**Problem details:**
The part to set down runs from the first line of the data below through the line with "white plant pot | outline every instance", inclusive; write it exactly and leave out the pictures.

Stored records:
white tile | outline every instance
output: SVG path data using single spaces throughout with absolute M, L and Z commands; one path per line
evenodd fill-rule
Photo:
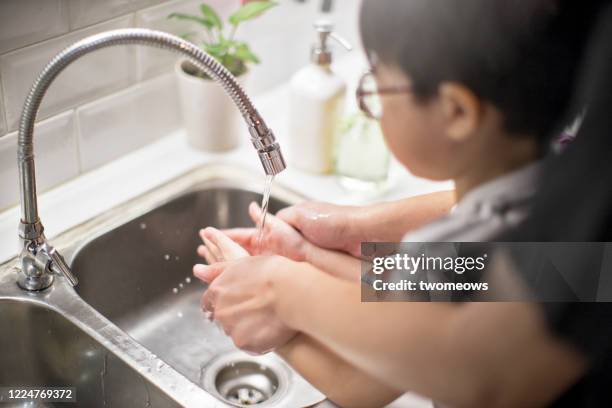
M 0 54 L 67 33 L 63 0 L 0 1 Z
M 2 86 L 0 86 L 0 137 L 4 136 L 6 132 L 7 132 L 7 128 L 6 128 L 6 121 L 5 121 L 5 116 L 4 116 L 4 102 L 2 100 Z
M 44 66 L 62 49 L 89 35 L 130 26 L 130 16 L 121 17 L 0 56 L 6 120 L 15 130 L 27 93 Z M 43 100 L 40 118 L 63 112 L 134 82 L 134 50 L 115 46 L 95 51 L 74 62 L 60 74 Z
M 237 37 L 246 40 L 261 59 L 251 66 L 249 90 L 256 94 L 286 82 L 310 60 L 310 49 L 316 42 L 313 23 L 331 20 L 335 31 L 349 41 L 359 53 L 359 1 L 334 0 L 332 13 L 319 12 L 321 1 L 281 1 L 257 19 L 240 26 Z M 340 45 L 331 42 L 333 58 L 347 54 Z
M 92 170 L 181 126 L 174 74 L 77 109 L 81 170 Z
M 251 65 L 248 88 L 259 93 L 286 82 L 305 66 L 316 39 L 312 23 L 320 1 L 289 1 L 240 26 L 236 36 L 248 41 L 260 64 Z M 282 35 L 279 35 L 282 33 Z
M 131 13 L 164 0 L 67 0 L 70 27 L 83 28 L 91 24 Z
M 48 190 L 79 174 L 74 111 L 64 112 L 34 127 L 36 187 Z M 17 132 L 0 137 L 0 210 L 19 201 Z
M 237 2 L 228 0 L 209 0 L 206 2 L 217 10 L 221 16 L 233 11 Z M 200 14 L 202 0 L 175 0 L 136 13 L 136 25 L 142 28 L 161 30 L 175 35 L 196 33 L 190 41 L 198 43 L 203 38 L 202 27 L 197 23 L 168 19 L 171 13 Z M 151 78 L 160 73 L 171 71 L 179 56 L 167 50 L 141 47 L 137 50 L 138 78 Z

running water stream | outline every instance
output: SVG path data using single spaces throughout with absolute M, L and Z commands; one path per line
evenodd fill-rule
M 270 202 L 270 190 L 272 189 L 272 181 L 274 176 L 266 176 L 266 184 L 264 185 L 263 197 L 261 198 L 261 222 L 257 226 L 257 252 L 261 253 L 261 242 L 264 237 L 264 228 L 266 226 L 266 216 L 268 215 L 268 204 Z

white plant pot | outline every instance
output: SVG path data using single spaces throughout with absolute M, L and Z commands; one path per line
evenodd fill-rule
M 179 95 L 183 123 L 189 144 L 196 149 L 221 152 L 240 144 L 241 116 L 238 108 L 221 85 L 210 79 L 202 79 L 185 72 L 189 62 L 177 61 Z M 247 74 L 238 78 L 244 86 Z

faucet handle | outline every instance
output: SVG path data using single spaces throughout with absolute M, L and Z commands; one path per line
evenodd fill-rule
M 64 277 L 68 279 L 68 282 L 70 282 L 72 286 L 76 286 L 79 283 L 79 280 L 70 270 L 70 267 L 64 260 L 64 257 L 60 255 L 60 253 L 57 252 L 55 249 L 53 249 L 50 256 L 51 265 L 49 265 L 49 268 L 51 268 L 51 270 L 58 275 L 64 275 Z
M 59 252 L 45 240 L 25 241 L 21 252 L 21 268 L 17 283 L 26 290 L 44 290 L 53 283 L 54 275 L 64 275 L 72 286 L 79 282 Z

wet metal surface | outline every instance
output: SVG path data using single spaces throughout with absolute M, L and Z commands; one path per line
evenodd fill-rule
M 54 238 L 76 288 L 58 277 L 27 293 L 14 260 L 0 265 L 0 386 L 72 385 L 88 407 L 229 406 L 204 378 L 213 361 L 239 351 L 200 311 L 205 286 L 191 268 L 201 262 L 200 228 L 252 226 L 247 206 L 261 200 L 263 182 L 205 166 Z M 275 185 L 270 210 L 300 199 Z M 287 389 L 258 406 L 323 399 L 280 358 L 264 357 L 287 373 Z

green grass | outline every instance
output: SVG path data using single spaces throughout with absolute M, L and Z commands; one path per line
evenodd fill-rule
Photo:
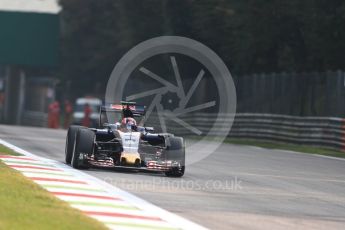
M 191 139 L 200 139 L 200 138 L 193 136 L 191 137 Z M 253 140 L 253 139 L 237 139 L 237 138 L 226 138 L 224 142 L 230 143 L 230 144 L 236 144 L 236 145 L 257 146 L 257 147 L 262 147 L 266 149 L 281 149 L 281 150 L 289 150 L 289 151 L 295 151 L 295 152 L 301 152 L 301 153 L 320 154 L 320 155 L 325 155 L 325 156 L 345 158 L 345 152 L 341 152 L 335 149 L 330 149 L 330 148 L 325 148 L 325 147 L 287 144 L 287 143 L 282 143 L 282 142 L 260 141 L 260 140 Z
M 15 154 L 0 146 L 2 154 Z M 0 229 L 106 229 L 0 161 Z
M 12 149 L 6 148 L 3 145 L 0 145 L 0 155 L 14 155 L 14 156 L 20 156 L 21 154 L 13 151 Z

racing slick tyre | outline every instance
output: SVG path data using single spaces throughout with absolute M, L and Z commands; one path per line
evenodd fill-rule
M 87 128 L 78 129 L 71 160 L 73 168 L 87 169 L 90 167 L 85 156 L 93 153 L 95 137 L 95 133 Z
M 168 177 L 182 177 L 185 171 L 185 145 L 182 137 L 169 137 L 166 159 L 178 162 L 179 165 L 165 172 Z
M 77 131 L 79 129 L 83 129 L 83 128 L 85 128 L 85 127 L 84 126 L 79 126 L 79 125 L 71 125 L 68 128 L 67 137 L 66 137 L 66 145 L 65 145 L 65 161 L 66 161 L 66 164 L 71 164 L 75 136 L 77 134 Z

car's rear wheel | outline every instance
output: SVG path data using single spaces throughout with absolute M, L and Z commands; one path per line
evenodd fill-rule
M 89 129 L 79 129 L 77 131 L 71 160 L 73 168 L 89 168 L 89 164 L 85 157 L 92 155 L 95 145 L 95 137 L 95 133 Z
M 165 172 L 168 177 L 182 177 L 184 175 L 185 166 L 185 144 L 182 137 L 169 137 L 167 140 L 166 160 L 178 163 Z
M 66 145 L 65 145 L 66 164 L 71 164 L 75 137 L 76 137 L 77 131 L 83 128 L 85 127 L 79 126 L 79 125 L 71 125 L 68 128 L 67 136 L 66 136 Z

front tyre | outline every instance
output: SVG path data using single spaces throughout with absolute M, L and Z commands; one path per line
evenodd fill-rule
M 78 130 L 83 129 L 83 128 L 85 128 L 85 127 L 79 126 L 79 125 L 71 125 L 68 128 L 67 136 L 66 136 L 66 145 L 65 145 L 65 162 L 66 162 L 66 164 L 71 164 L 75 137 L 76 137 Z
M 75 169 L 89 168 L 86 157 L 93 154 L 95 133 L 89 129 L 79 129 L 76 133 L 71 165 Z
M 172 168 L 170 171 L 165 172 L 165 175 L 167 177 L 182 177 L 184 175 L 185 168 L 186 166 Z
M 168 137 L 166 160 L 176 164 L 169 171 L 165 172 L 168 177 L 182 177 L 184 175 L 185 166 L 185 144 L 182 137 Z

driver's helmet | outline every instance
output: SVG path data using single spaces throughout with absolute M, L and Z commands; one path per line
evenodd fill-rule
M 122 119 L 121 125 L 122 127 L 135 127 L 137 125 L 137 122 L 132 117 L 125 117 Z

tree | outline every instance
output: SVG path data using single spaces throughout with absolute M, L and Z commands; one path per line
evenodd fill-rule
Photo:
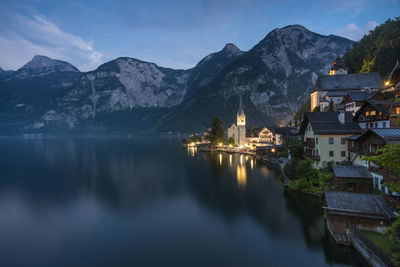
M 218 145 L 219 143 L 225 143 L 225 130 L 222 127 L 224 122 L 220 117 L 215 117 L 211 121 L 210 131 L 210 142 L 211 145 Z
M 312 112 L 321 112 L 321 108 L 319 106 L 316 106 Z
M 381 167 L 387 167 L 397 175 L 397 180 L 385 183 L 393 192 L 400 192 L 400 144 L 393 143 L 378 150 L 378 155 L 366 157 L 365 160 L 374 162 Z M 392 246 L 391 257 L 394 263 L 400 265 L 400 217 L 388 227 L 386 237 Z
M 329 102 L 328 111 L 335 111 L 335 104 L 333 103 L 333 100 L 332 100 L 332 99 L 331 99 L 331 101 Z
M 228 145 L 234 145 L 235 144 L 235 139 L 233 139 L 233 137 L 229 137 L 228 138 Z
M 301 158 L 303 156 L 303 143 L 301 140 L 292 140 L 287 144 L 290 155 L 294 158 Z

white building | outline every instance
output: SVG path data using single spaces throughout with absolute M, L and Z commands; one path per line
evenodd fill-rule
M 235 144 L 243 145 L 246 143 L 246 115 L 243 110 L 242 95 L 240 95 L 239 110 L 236 114 L 236 124 L 233 123 L 228 128 L 228 138 L 232 137 Z

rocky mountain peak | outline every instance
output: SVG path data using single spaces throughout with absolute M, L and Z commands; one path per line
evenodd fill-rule
M 79 72 L 71 63 L 62 60 L 52 59 L 46 56 L 36 55 L 31 61 L 18 70 L 18 78 L 43 76 L 52 72 Z
M 244 53 L 242 50 L 240 50 L 236 45 L 234 45 L 232 43 L 227 43 L 225 45 L 224 49 L 222 49 L 222 52 L 226 52 L 226 53 L 233 54 L 236 56 L 239 56 Z
M 0 73 L 4 72 L 4 70 L 0 67 Z

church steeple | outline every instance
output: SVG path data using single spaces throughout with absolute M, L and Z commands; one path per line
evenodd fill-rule
M 237 126 L 246 126 L 246 115 L 244 114 L 243 109 L 243 99 L 242 99 L 242 92 L 239 95 L 239 110 L 236 115 L 237 119 Z

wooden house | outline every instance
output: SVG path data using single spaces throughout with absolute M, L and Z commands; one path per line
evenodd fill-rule
M 373 177 L 364 166 L 334 165 L 332 185 L 336 191 L 371 193 Z

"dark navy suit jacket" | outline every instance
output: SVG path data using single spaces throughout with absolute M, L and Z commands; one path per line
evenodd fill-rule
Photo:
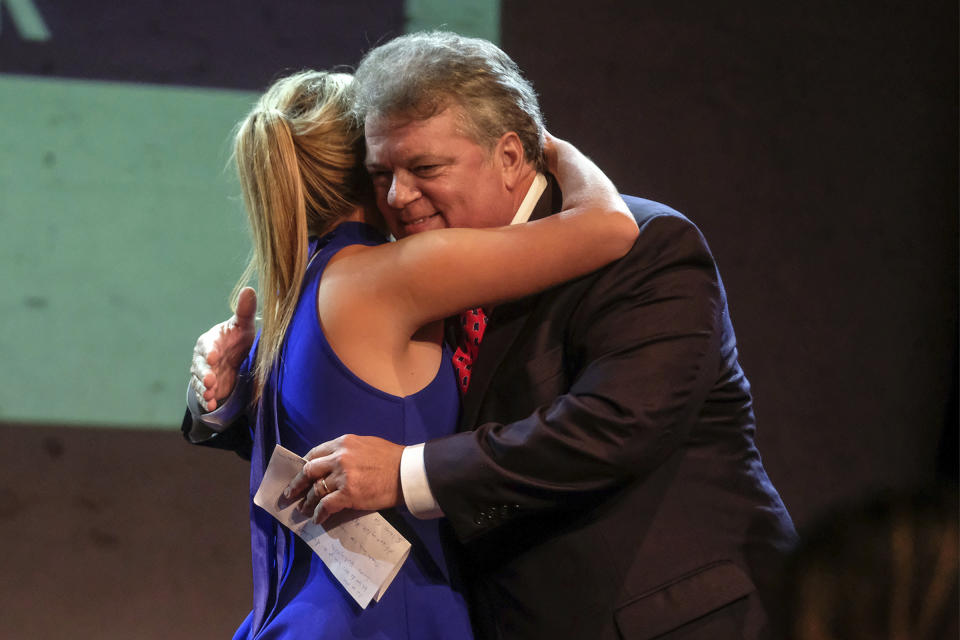
M 481 637 L 768 633 L 796 534 L 755 446 L 723 285 L 690 221 L 625 200 L 630 253 L 494 309 L 461 433 L 424 450 Z

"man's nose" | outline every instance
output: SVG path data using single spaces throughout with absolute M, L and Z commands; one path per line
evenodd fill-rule
M 390 182 L 390 191 L 387 192 L 387 204 L 394 209 L 403 209 L 419 198 L 420 191 L 411 182 L 409 177 L 399 172 L 394 173 L 393 180 Z

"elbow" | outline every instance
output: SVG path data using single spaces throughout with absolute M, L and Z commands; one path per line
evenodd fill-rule
M 616 209 L 615 215 L 617 216 L 617 224 L 615 225 L 614 246 L 618 251 L 616 257 L 622 258 L 633 248 L 637 237 L 640 235 L 640 227 L 637 226 L 636 219 L 626 206 L 622 209 Z

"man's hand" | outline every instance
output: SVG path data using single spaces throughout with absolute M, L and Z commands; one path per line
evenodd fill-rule
M 403 501 L 400 456 L 403 445 L 373 436 L 344 435 L 314 447 L 307 464 L 290 481 L 284 497 L 306 492 L 300 511 L 321 523 L 343 509 L 376 511 Z
M 257 335 L 256 313 L 257 294 L 246 287 L 240 291 L 233 317 L 197 338 L 190 366 L 190 386 L 201 408 L 213 411 L 233 391 L 237 369 Z

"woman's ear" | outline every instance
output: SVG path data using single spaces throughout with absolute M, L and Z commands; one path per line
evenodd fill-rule
M 508 191 L 512 191 L 530 170 L 520 136 L 515 131 L 508 131 L 500 136 L 494 156 L 503 172 L 504 186 Z

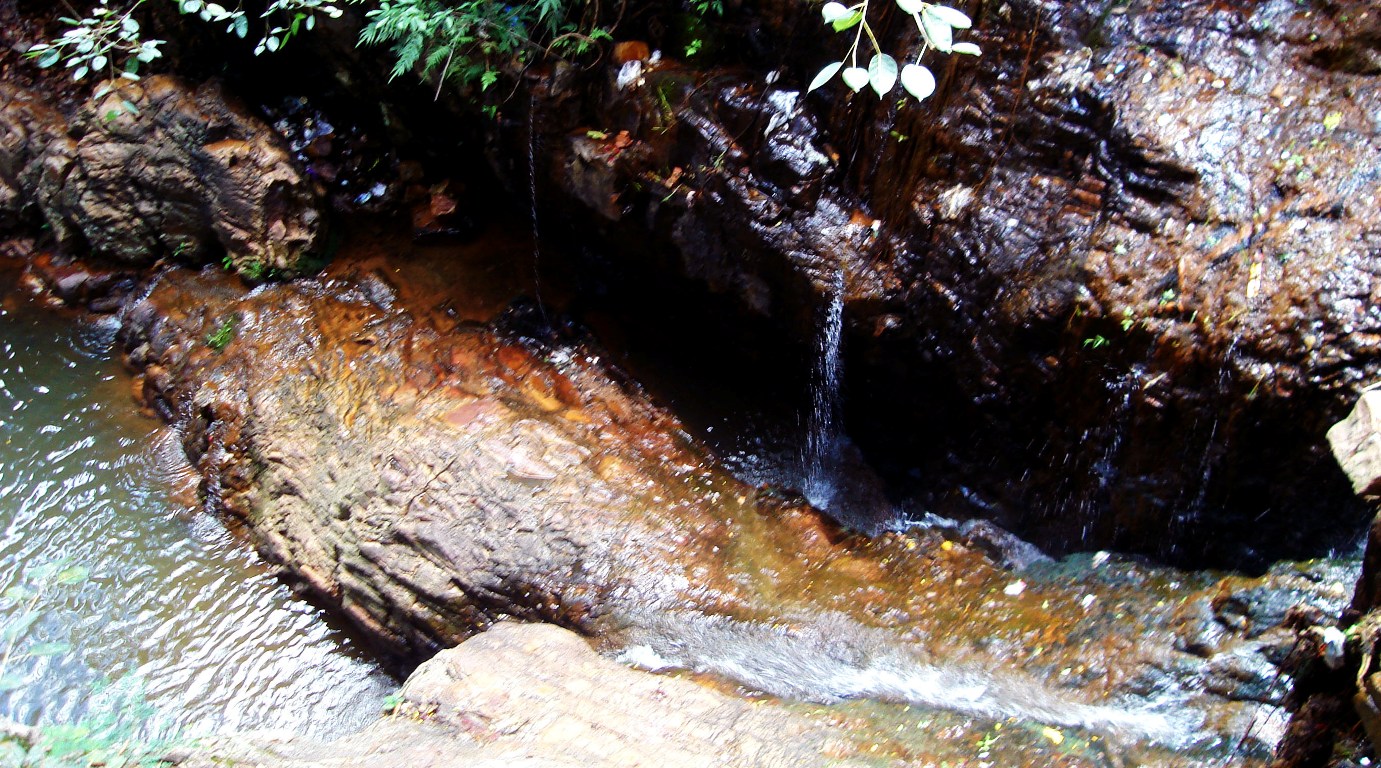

**Response to this task:**
white tile | outline every instance
output: SVG path data using single spaces throughout with absolute M, L and Z commands; one path per line
evenodd fill-rule
Photo:
M 0 54 L 67 33 L 63 0 L 0 1 Z
M 2 86 L 0 86 L 0 137 L 4 136 L 6 132 L 7 132 L 7 128 L 6 128 L 6 121 L 5 121 L 5 116 L 4 116 L 4 102 L 2 100 Z
M 44 66 L 62 49 L 89 35 L 130 26 L 130 16 L 121 17 L 0 56 L 6 120 L 15 130 L 27 93 Z M 43 100 L 40 118 L 63 112 L 134 82 L 134 50 L 115 46 L 95 51 L 74 62 L 60 74 Z
M 237 37 L 246 40 L 261 59 L 251 66 L 249 90 L 256 94 L 286 82 L 310 60 L 310 49 L 316 42 L 313 23 L 331 20 L 335 31 L 349 41 L 359 53 L 359 1 L 334 0 L 332 13 L 319 12 L 321 1 L 281 1 L 257 19 L 240 26 Z M 340 45 L 331 42 L 333 58 L 347 54 Z
M 92 170 L 181 126 L 174 74 L 77 109 L 81 170 Z
M 251 65 L 248 88 L 259 93 L 286 82 L 305 66 L 316 39 L 312 23 L 320 1 L 289 1 L 240 26 L 236 36 L 248 41 L 260 64 Z M 282 35 L 279 35 L 282 33 Z
M 131 13 L 164 0 L 67 0 L 70 27 L 83 28 L 91 24 Z
M 48 190 L 79 174 L 74 111 L 64 112 L 34 127 L 36 187 Z M 17 132 L 0 137 L 0 210 L 19 201 Z
M 237 2 L 228 0 L 209 0 L 206 2 L 217 10 L 221 16 L 233 11 Z M 200 14 L 202 0 L 175 0 L 136 13 L 136 25 L 142 28 L 161 30 L 175 35 L 196 33 L 190 41 L 198 43 L 203 38 L 202 27 L 197 23 L 168 19 L 171 13 Z M 151 78 L 160 73 L 171 71 L 179 56 L 167 50 L 141 47 L 137 50 L 138 78 Z

running water stream | outline every instance
output: SVG path data using single spaces throughout with absolute M, L and Z commands; one path per line
evenodd fill-rule
M 270 202 L 270 190 L 272 189 L 272 181 L 274 176 L 266 176 L 266 184 L 264 185 L 263 197 L 261 198 L 261 222 L 257 226 L 257 252 L 261 253 L 261 242 L 264 237 L 264 228 L 266 226 L 266 216 L 268 215 L 268 204 Z

white plant pot | outline every instance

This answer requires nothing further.